[DATA EXTRACTS]:
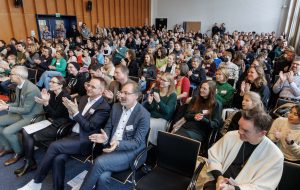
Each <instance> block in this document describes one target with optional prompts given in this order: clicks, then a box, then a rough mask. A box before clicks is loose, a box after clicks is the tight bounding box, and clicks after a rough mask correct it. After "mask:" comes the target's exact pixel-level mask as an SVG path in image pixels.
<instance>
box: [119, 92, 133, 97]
mask: <svg viewBox="0 0 300 190" xmlns="http://www.w3.org/2000/svg"><path fill="white" fill-rule="evenodd" d="M119 94H120V95H124V96H129V95H131V94H135V92H126V91H119Z"/></svg>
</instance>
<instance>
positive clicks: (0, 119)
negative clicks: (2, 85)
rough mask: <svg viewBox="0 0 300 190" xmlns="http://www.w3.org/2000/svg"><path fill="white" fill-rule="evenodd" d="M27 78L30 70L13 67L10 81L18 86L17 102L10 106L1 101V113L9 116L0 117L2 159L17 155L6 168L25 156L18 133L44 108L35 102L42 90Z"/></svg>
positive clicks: (9, 162)
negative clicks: (7, 112)
mask: <svg viewBox="0 0 300 190" xmlns="http://www.w3.org/2000/svg"><path fill="white" fill-rule="evenodd" d="M27 77H28V70H27V68H26V67H24V66H15V67H13V69H12V70H11V73H10V80H11V82H13V83H16V84H17V88H16V100H15V102H13V103H10V104H6V103H5V102H3V101H2V100H1V101H0V111H2V110H7V111H8V113H7V114H5V115H2V116H1V117H0V146H2V147H3V149H2V150H0V157H1V156H3V155H5V154H9V153H13V152H14V153H15V155H14V156H13V157H11V158H10V159H8V160H7V161H5V162H4V165H6V166H8V165H10V164H13V163H15V162H17V161H18V160H19V159H20V158H21V157H23V155H24V154H23V149H22V147H21V144H20V142H19V139H18V135H17V133H18V132H19V131H21V130H22V128H23V127H24V126H26V125H28V124H30V121H31V119H32V118H33V117H34V116H35V115H36V114H40V113H42V112H43V108H42V106H41V105H40V104H38V103H36V102H35V101H33V99H34V97H35V96H40V94H41V93H40V90H39V89H38V88H37V86H36V85H34V84H32V83H31V82H30V81H29V80H27Z"/></svg>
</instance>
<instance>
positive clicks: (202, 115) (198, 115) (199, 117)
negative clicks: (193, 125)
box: [194, 113, 204, 121]
mask: <svg viewBox="0 0 300 190" xmlns="http://www.w3.org/2000/svg"><path fill="white" fill-rule="evenodd" d="M203 116H204V114H202V113H197V114H196V115H195V116H194V119H195V120H196V121H200V120H201V119H203Z"/></svg>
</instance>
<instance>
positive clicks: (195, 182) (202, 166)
mask: <svg viewBox="0 0 300 190" xmlns="http://www.w3.org/2000/svg"><path fill="white" fill-rule="evenodd" d="M204 165H205V161H202V162H200V164H199V165H198V167H197V168H196V170H195V172H194V175H193V177H192V180H191V182H190V184H189V186H188V188H187V190H196V183H197V180H198V177H199V174H200V172H201V171H202V169H203V167H204Z"/></svg>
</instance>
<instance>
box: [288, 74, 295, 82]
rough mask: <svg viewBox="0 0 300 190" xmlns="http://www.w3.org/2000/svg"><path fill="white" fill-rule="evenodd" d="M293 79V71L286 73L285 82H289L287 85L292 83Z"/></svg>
mask: <svg viewBox="0 0 300 190" xmlns="http://www.w3.org/2000/svg"><path fill="white" fill-rule="evenodd" d="M293 77H294V72H293V71H290V72H288V73H287V80H288V81H289V83H292V82H293V81H294V80H293Z"/></svg>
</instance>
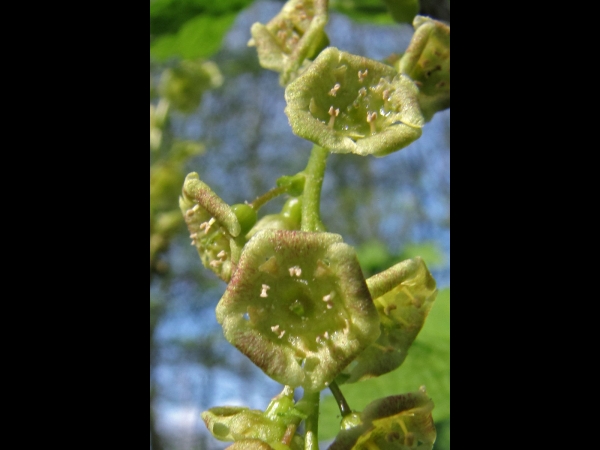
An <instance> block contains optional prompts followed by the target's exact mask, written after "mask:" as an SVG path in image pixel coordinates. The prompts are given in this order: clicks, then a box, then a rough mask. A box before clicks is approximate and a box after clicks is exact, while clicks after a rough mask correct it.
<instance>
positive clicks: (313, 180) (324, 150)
mask: <svg viewBox="0 0 600 450" xmlns="http://www.w3.org/2000/svg"><path fill="white" fill-rule="evenodd" d="M328 155H329V151H327V149H324V148H323V147H319V146H318V145H315V146H314V147H313V149H312V151H311V153H310V158H309V159H308V164H307V165H306V169H305V170H304V173H305V174H306V182H305V183H304V194H303V195H302V223H301V230H302V231H325V225H323V222H321V216H320V212H319V210H320V207H321V187H322V186H323V178H324V177H325V167H326V166H327V156H328Z"/></svg>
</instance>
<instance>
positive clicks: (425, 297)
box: [338, 257, 437, 383]
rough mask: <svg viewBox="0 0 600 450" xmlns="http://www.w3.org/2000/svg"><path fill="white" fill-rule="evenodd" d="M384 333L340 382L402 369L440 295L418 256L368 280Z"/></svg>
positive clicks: (343, 375) (382, 272)
mask: <svg viewBox="0 0 600 450" xmlns="http://www.w3.org/2000/svg"><path fill="white" fill-rule="evenodd" d="M367 285H368V286H369V291H370V292H371V295H372V296H373V298H374V299H375V300H374V303H375V306H376V307H377V312H378V313H379V318H380V323H381V325H380V326H381V334H380V336H379V338H378V339H377V341H376V342H375V343H374V344H373V345H371V346H369V347H368V348H367V349H366V350H365V351H364V352H362V353H361V354H360V355H359V357H358V358H357V359H356V360H354V361H353V362H352V363H351V364H350V365H349V366H348V367H347V368H345V369H344V371H343V373H342V375H341V376H340V377H339V379H338V382H340V383H342V382H344V383H353V382H355V381H360V380H364V379H367V378H372V377H377V376H379V375H383V374H385V373H388V372H391V371H392V370H394V369H396V368H397V367H399V366H400V365H401V364H402V363H403V362H404V360H405V359H406V356H407V354H408V349H409V348H410V346H411V345H412V343H413V342H414V340H415V338H416V337H417V335H418V334H419V331H421V328H422V327H423V324H424V322H425V319H426V318H427V315H428V314H429V310H430V309H431V306H432V305H433V301H434V300H435V297H436V295H437V289H436V284H435V280H434V279H433V277H432V276H431V273H429V270H428V269H427V266H426V265H425V263H424V262H423V260H422V259H421V258H419V257H417V258H414V259H409V260H406V261H403V262H401V263H399V264H396V265H395V266H392V267H390V268H389V269H387V270H385V271H383V272H382V273H380V274H377V275H375V276H373V277H371V278H369V279H368V280H367Z"/></svg>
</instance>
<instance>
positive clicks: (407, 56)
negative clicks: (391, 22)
mask: <svg viewBox="0 0 600 450" xmlns="http://www.w3.org/2000/svg"><path fill="white" fill-rule="evenodd" d="M413 27H414V28H415V33H414V34H413V37H412V39H411V41H410V44H409V46H408V48H407V49H406V52H405V53H404V55H403V56H402V58H401V59H400V61H399V62H398V71H399V72H401V73H404V74H406V75H408V76H409V77H410V78H411V79H412V80H413V81H414V82H415V83H416V84H417V86H418V87H419V105H420V107H421V111H422V112H423V116H424V117H425V120H426V121H429V120H431V118H432V117H433V115H434V114H435V113H436V112H438V111H441V110H443V109H446V108H449V107H450V27H449V26H448V25H446V24H444V23H442V22H439V21H437V20H433V19H430V18H429V17H425V16H416V17H415V18H414V20H413Z"/></svg>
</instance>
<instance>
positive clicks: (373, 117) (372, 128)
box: [367, 111, 377, 134]
mask: <svg viewBox="0 0 600 450" xmlns="http://www.w3.org/2000/svg"><path fill="white" fill-rule="evenodd" d="M376 119H377V113H376V112H375V111H373V112H367V122H369V126H370V127H371V134H375V133H377V128H375V120H376Z"/></svg>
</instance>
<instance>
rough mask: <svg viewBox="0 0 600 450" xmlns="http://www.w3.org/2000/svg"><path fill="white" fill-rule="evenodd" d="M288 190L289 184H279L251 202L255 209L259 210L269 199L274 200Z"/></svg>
mask: <svg viewBox="0 0 600 450" xmlns="http://www.w3.org/2000/svg"><path fill="white" fill-rule="evenodd" d="M287 190H288V186H277V187H274V188H273V189H271V190H270V191H268V192H265V193H264V194H263V195H261V196H260V197H257V198H255V199H254V201H253V202H252V203H249V206H251V207H252V208H253V209H254V210H255V211H258V210H259V209H260V207H261V206H262V205H264V204H265V203H267V202H268V201H269V200H273V199H274V198H275V197H277V196H278V195H281V194H284V193H285V192H286V191H287Z"/></svg>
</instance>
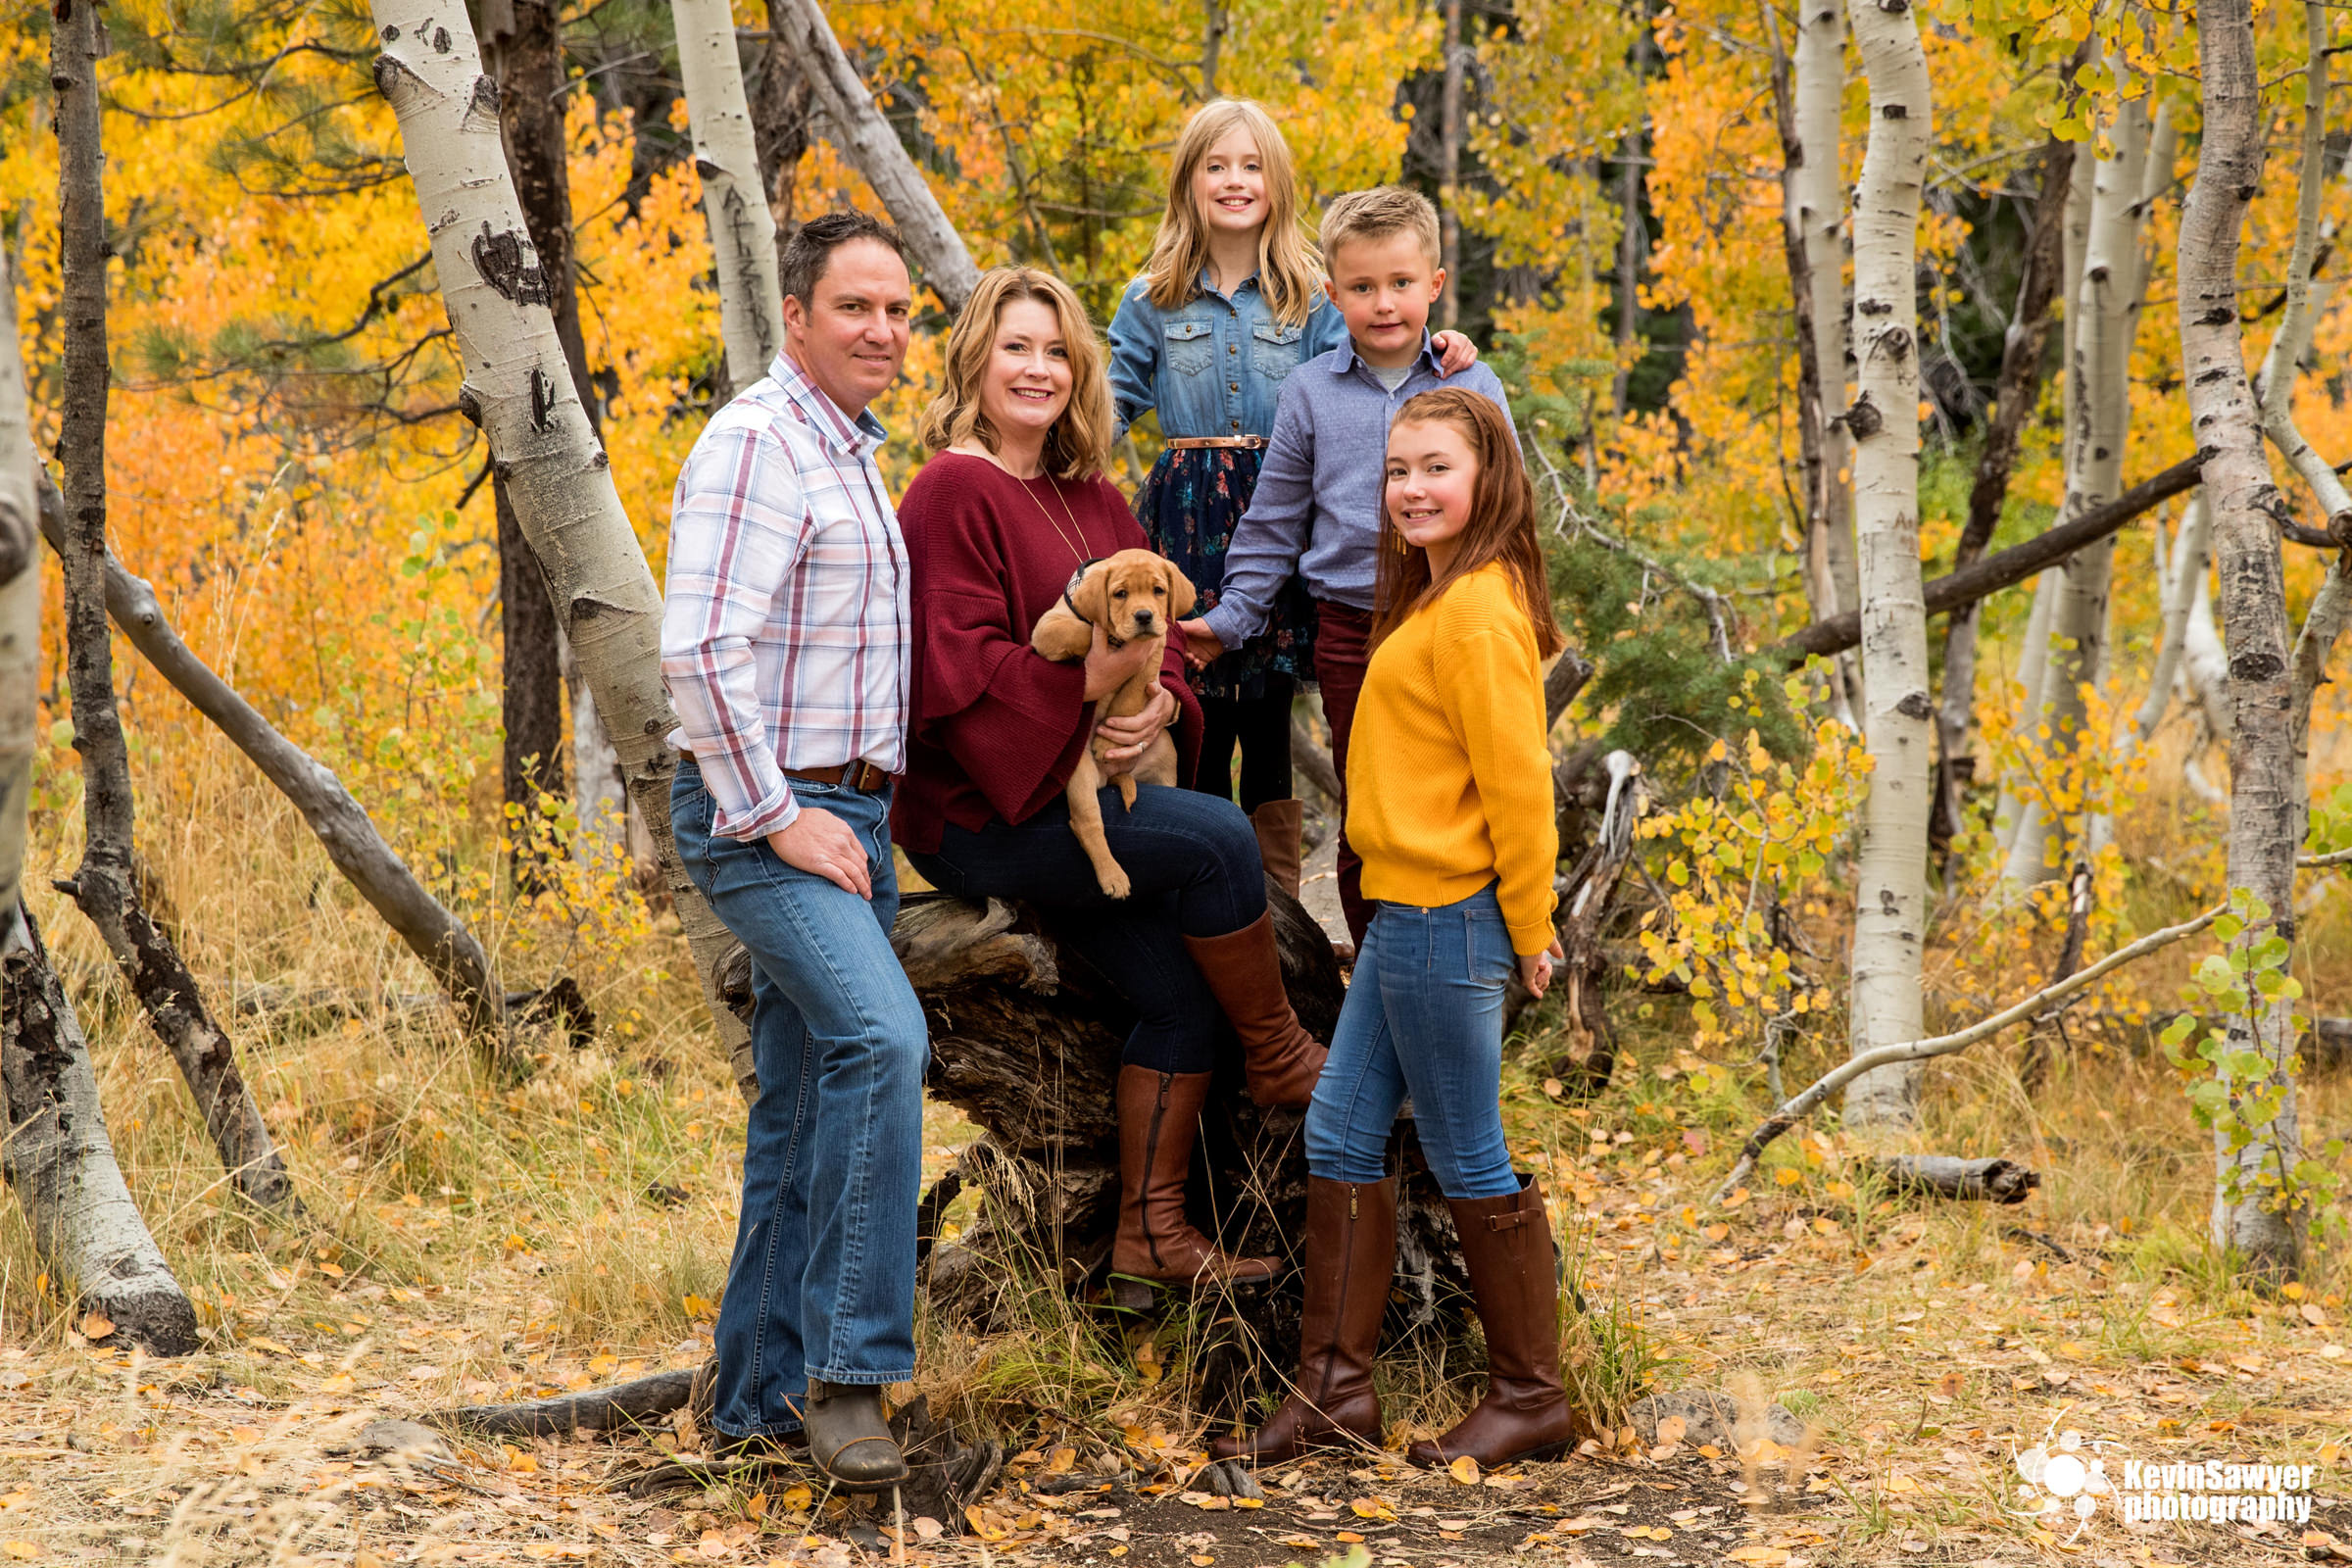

[TASK STATEMENT]: Find each line in the listing above that contains the string "negative", and copy those lines in full.

[ANSWER SECTION]:
negative clicks: (2, 85)
negative clicks: (7, 112)
negative clicks: (193, 125)
negative clicks: (391, 22)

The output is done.